Considering the uncertainty around federal school funding, as the president continues to withhold more than $5 billion from states and districts, this proposed priority is “a nice signal” to school districts that it’s OK to use federal funds for AI-related activities, said Richard Culatta, the CEO of ISTE+ASCD.

But whether there will actually be grants to apply for, and whether the Education Department has the expertise to support K-12 schools in this initiative, remains to be seen, Culatta said, noting that the department’s office of education technology was shut down earlier this year.

“These are great priorities,” Culatta said. But there’s a “difference between priorities that are just on paper, and priorities that actually get implemented with support behind them, and I hope we see that.”

What the proposed priorities include

The proposed priority to advance AI in education is broken down into two categories: expanding the understanding of AI and expanding the appropriate use of AI. Within those categories, the department has provided a list of what it would be interested in seeing from future grant proposals, including plans to:

  • Support the integration of AI literacy skills and concepts into teaching and learning practices;
  • Expand offerings of AI and computer science education in K-12;
  • Provide professional development for educators on the integration of the fundamentals of AI into their respective subject areas;
  • Partner with state or local education agencies to encourage dual-enrollment course offerings to earn credentials in AI-related coursework;
  • Integrate AI-driven tools into classrooms to personalize learning, improve student outcomes, and support differentiated instruction.

Pat Yongpradit, the chief academic officer of Code.org, a nonprofit that promotes computer science education, applauded the proposal, especially because it doesn’t just focus on passively learning about AI technologies.

“There’s a call to awareness, but there’s also calls to action,” he said.

Yongpradit said he was glad the draft acknowledges that computer science education is foundational for AI literacy, and that the work of integrating AI in education should be interdisciplinary.

He agreed with the department’s definition of AI literacy, too, which states: “The technical knowledge, durable skills, and future ready attitudes required to thrive in a world influenced by AI. It enables learners to engage, create with, manage, and design AI, while critically evaluating its benefits, risks, and implications.”

“This is a very empowering definition,” said Yongpradit, who also leads the TeachAI initiative. “It doesn’t equate AI literacy with prompt engineering and only that. There’s way more to it.”

Culatta added that the department’s inclusion of using AI to improve teacher training and evaluation in its proposed priorities is a good idea.

“That’s often left out of the conversation,” he said.

What experts say is missing from the proposed priorities

What’s missing from the current version of the proposed priorities on AI, however, is ensuring that AI tools are built with student learning in mind, Culatta said.

“All these things are great, but they assume that the AI tools are actually performing as they should,” he said.

Additionally, there should be a focus on “creating a healthy digital culture in schools,” Culatta said.

Schools are being encouraged to step up their AI use and integration, but at the same time, at least 31 states and the District of Columbia are already restricting student cellphone use or planning to do so. Culatta emphasized that navigating those priorities means ensuring students know how to use technology in “ways that aren’t dysfunctional and distracting.”

For Yongpradit, what’s missing is a focus on researching AI’s impact on youth social-emotional and mental health.

“We need people to figure this stuff out, and that’s why it needs to be called out as an explicit priority in the language,” Yongpradit said

The Education Department is accepting comments on the proposed priority on AI until Aug. 20, after which it will respond to the comments and then put out the final version. Submit comments here.

The proposed priority focused on AI is in addition to the priorities on evidence-based literacy, educational choice, and returning education to the states, which the department proposed in May.

__The exercise__: Decide whether each statement below agrees with the article on the proposed AI priority in education. Answer yes or no for each and quote the deciding words of the article: (a) The department's office of education technology was shut down earlier this year. (b) The Education Department is accepting comments on the proposed priority until Aug. 20. (c) Yongpradit says the proposed priorities are missing a focus on ensuring AI tools are built with student learning in mind.

__Dataset records__:
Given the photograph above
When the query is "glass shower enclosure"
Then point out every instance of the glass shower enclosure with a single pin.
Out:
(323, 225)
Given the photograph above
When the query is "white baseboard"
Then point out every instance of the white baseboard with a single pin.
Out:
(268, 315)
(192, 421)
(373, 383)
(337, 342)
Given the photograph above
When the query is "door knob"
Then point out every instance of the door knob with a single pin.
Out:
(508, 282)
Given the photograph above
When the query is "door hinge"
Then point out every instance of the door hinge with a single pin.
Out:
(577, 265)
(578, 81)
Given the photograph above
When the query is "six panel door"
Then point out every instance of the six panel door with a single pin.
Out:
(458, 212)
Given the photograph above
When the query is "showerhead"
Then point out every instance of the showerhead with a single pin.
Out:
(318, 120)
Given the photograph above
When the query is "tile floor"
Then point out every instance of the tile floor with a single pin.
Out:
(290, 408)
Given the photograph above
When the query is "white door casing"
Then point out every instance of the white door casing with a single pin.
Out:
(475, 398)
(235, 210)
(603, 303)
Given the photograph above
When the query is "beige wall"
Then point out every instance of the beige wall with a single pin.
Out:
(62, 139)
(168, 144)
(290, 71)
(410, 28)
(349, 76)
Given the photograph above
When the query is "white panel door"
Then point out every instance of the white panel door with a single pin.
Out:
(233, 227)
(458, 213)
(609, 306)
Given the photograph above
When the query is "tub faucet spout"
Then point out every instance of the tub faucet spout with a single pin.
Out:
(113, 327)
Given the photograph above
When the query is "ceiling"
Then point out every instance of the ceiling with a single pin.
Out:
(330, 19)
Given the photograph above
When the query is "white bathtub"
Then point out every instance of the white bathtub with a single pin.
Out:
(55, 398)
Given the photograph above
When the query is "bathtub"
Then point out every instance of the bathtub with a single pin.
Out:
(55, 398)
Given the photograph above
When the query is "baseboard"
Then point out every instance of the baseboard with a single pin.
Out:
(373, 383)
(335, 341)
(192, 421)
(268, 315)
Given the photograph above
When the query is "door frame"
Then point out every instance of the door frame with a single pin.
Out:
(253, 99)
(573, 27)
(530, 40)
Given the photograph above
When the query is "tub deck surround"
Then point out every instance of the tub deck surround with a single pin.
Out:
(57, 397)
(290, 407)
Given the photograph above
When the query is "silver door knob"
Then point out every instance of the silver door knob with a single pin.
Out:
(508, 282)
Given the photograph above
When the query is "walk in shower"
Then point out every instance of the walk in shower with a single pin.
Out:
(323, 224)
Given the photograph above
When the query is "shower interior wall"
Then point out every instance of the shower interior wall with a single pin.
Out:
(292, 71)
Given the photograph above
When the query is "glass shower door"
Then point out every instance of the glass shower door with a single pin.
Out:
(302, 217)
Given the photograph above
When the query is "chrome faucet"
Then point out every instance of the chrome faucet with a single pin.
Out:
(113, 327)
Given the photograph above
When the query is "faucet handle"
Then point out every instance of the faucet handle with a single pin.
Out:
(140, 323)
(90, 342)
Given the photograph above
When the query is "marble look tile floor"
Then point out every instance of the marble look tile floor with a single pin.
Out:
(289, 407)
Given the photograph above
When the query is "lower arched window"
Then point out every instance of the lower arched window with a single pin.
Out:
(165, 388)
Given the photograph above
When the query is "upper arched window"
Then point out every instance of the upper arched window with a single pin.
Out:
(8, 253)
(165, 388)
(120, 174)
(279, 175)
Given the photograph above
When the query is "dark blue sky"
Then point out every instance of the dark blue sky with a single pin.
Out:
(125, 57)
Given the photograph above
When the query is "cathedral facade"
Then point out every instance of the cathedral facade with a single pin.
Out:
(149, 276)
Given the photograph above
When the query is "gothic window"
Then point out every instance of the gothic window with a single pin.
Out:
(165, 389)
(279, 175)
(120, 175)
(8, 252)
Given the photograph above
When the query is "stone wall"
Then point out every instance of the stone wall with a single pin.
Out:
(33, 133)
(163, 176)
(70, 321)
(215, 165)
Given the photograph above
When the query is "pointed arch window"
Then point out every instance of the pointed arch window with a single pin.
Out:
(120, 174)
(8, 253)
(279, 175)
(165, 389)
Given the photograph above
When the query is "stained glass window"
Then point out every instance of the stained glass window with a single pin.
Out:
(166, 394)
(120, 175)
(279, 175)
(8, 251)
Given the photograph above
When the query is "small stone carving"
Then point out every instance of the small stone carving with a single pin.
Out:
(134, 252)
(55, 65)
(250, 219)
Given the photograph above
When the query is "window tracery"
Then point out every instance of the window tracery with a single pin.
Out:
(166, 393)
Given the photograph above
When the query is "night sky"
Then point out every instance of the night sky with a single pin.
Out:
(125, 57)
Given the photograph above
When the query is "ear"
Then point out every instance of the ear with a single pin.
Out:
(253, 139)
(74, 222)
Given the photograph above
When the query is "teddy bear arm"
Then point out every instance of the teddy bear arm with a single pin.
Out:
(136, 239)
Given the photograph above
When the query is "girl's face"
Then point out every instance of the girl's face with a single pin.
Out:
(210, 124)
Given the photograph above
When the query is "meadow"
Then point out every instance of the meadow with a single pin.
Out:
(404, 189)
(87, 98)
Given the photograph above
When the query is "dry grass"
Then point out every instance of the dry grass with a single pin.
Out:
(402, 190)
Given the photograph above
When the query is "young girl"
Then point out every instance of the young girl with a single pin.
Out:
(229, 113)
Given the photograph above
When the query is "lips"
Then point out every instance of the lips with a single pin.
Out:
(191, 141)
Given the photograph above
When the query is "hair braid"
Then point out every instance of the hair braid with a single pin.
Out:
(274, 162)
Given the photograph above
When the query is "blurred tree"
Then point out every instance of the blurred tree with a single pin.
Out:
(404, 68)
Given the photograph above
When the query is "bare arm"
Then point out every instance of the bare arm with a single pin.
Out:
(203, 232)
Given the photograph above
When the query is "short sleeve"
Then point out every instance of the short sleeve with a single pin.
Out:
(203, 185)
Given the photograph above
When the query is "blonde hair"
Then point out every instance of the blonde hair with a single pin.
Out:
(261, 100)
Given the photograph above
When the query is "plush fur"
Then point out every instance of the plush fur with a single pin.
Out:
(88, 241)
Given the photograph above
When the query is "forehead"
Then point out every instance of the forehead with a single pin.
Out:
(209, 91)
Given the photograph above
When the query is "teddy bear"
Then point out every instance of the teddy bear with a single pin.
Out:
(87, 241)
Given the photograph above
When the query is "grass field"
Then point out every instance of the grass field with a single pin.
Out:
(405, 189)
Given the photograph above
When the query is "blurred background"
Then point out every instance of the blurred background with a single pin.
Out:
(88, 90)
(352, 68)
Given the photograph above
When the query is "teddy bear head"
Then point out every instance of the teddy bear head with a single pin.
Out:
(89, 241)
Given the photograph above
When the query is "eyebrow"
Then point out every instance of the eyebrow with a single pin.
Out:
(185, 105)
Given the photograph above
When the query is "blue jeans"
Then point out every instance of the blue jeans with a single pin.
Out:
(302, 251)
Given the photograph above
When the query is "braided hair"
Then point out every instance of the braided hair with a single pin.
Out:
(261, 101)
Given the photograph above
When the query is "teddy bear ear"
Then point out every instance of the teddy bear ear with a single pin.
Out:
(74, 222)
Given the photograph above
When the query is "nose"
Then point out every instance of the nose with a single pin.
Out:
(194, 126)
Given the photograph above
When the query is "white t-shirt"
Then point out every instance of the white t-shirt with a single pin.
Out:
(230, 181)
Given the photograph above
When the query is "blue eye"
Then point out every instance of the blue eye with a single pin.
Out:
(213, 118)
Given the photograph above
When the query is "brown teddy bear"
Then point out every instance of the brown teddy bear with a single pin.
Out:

---

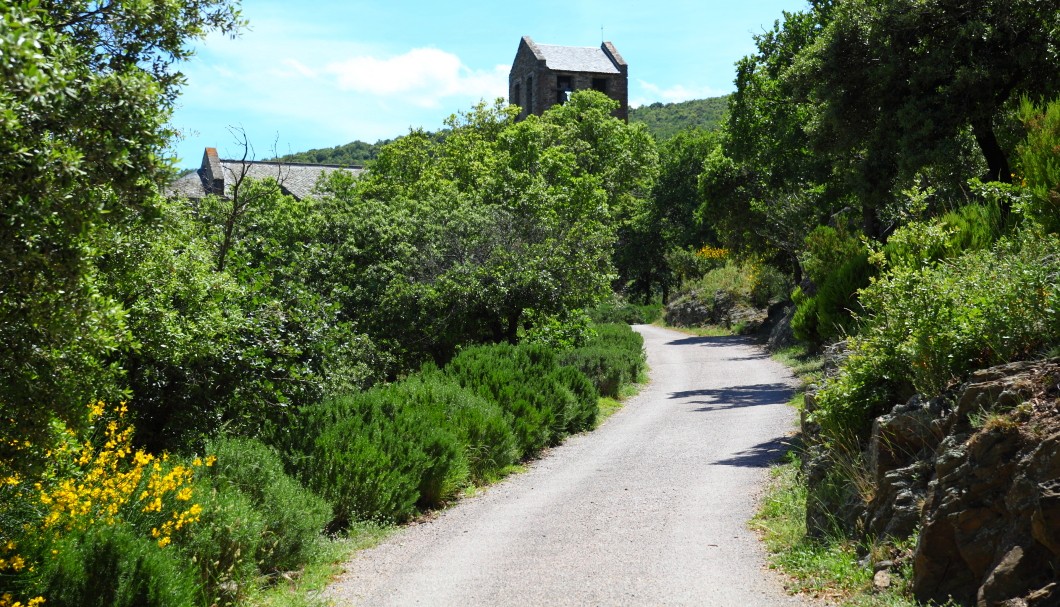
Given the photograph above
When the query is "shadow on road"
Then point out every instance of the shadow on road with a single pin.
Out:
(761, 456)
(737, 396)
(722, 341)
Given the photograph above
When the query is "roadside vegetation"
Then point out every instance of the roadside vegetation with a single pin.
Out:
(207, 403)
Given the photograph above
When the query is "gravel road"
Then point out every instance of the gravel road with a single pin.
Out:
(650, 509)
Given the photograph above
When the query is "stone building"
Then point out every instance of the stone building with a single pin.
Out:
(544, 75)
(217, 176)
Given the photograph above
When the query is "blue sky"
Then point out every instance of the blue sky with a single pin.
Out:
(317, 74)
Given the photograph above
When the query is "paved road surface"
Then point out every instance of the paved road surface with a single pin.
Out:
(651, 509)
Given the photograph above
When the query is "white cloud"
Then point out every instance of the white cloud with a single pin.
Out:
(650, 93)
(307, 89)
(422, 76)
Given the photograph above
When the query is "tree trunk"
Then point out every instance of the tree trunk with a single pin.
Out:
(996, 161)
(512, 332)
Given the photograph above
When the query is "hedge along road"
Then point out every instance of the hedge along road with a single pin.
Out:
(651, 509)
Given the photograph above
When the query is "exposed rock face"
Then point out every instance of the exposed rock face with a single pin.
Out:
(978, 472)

---

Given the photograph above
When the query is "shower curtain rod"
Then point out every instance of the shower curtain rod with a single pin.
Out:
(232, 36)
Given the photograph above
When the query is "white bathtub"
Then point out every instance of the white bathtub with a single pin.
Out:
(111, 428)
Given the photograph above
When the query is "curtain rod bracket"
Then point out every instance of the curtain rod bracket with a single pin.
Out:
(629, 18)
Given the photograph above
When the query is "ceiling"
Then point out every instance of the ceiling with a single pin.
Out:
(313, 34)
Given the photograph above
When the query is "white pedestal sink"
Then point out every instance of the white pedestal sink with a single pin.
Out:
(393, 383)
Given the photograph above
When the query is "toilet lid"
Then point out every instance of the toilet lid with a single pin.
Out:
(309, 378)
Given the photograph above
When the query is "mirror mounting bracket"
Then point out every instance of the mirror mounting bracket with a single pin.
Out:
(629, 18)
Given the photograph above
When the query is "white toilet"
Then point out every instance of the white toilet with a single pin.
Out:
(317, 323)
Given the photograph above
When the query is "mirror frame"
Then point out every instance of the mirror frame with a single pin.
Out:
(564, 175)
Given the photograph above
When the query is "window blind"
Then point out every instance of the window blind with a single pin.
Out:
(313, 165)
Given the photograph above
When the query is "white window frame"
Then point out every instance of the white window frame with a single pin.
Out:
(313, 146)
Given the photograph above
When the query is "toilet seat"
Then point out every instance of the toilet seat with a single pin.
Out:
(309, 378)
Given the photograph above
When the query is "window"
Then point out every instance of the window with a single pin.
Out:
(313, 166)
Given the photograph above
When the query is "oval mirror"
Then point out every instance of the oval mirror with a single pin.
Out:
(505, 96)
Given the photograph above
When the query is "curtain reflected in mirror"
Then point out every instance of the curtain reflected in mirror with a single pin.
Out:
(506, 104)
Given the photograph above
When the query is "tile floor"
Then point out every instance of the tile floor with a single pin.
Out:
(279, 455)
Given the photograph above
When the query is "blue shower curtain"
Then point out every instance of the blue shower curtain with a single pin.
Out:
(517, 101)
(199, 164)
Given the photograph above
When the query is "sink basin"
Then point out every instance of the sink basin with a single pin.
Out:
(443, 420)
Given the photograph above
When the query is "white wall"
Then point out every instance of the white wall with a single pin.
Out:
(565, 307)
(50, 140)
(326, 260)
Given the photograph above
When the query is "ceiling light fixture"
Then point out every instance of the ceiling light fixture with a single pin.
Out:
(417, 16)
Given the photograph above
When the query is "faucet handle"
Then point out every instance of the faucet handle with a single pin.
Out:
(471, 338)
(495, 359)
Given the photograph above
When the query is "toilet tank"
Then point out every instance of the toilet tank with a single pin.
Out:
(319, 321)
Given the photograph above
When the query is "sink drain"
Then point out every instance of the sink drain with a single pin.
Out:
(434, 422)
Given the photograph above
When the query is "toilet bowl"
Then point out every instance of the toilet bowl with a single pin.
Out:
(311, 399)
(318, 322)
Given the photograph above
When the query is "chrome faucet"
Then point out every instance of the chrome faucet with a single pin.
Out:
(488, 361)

__Answer to the task__:
(a) Yes: "the department’s office of education technology was shut down earlier this year"
(b) Yes: "The Education Department is accepting comments on the proposed priority on AI until Aug. 20"
(c) No: "For Yongpradit, what’s missing is a focus on researching AI’s impact on youth social-emotional and mental health."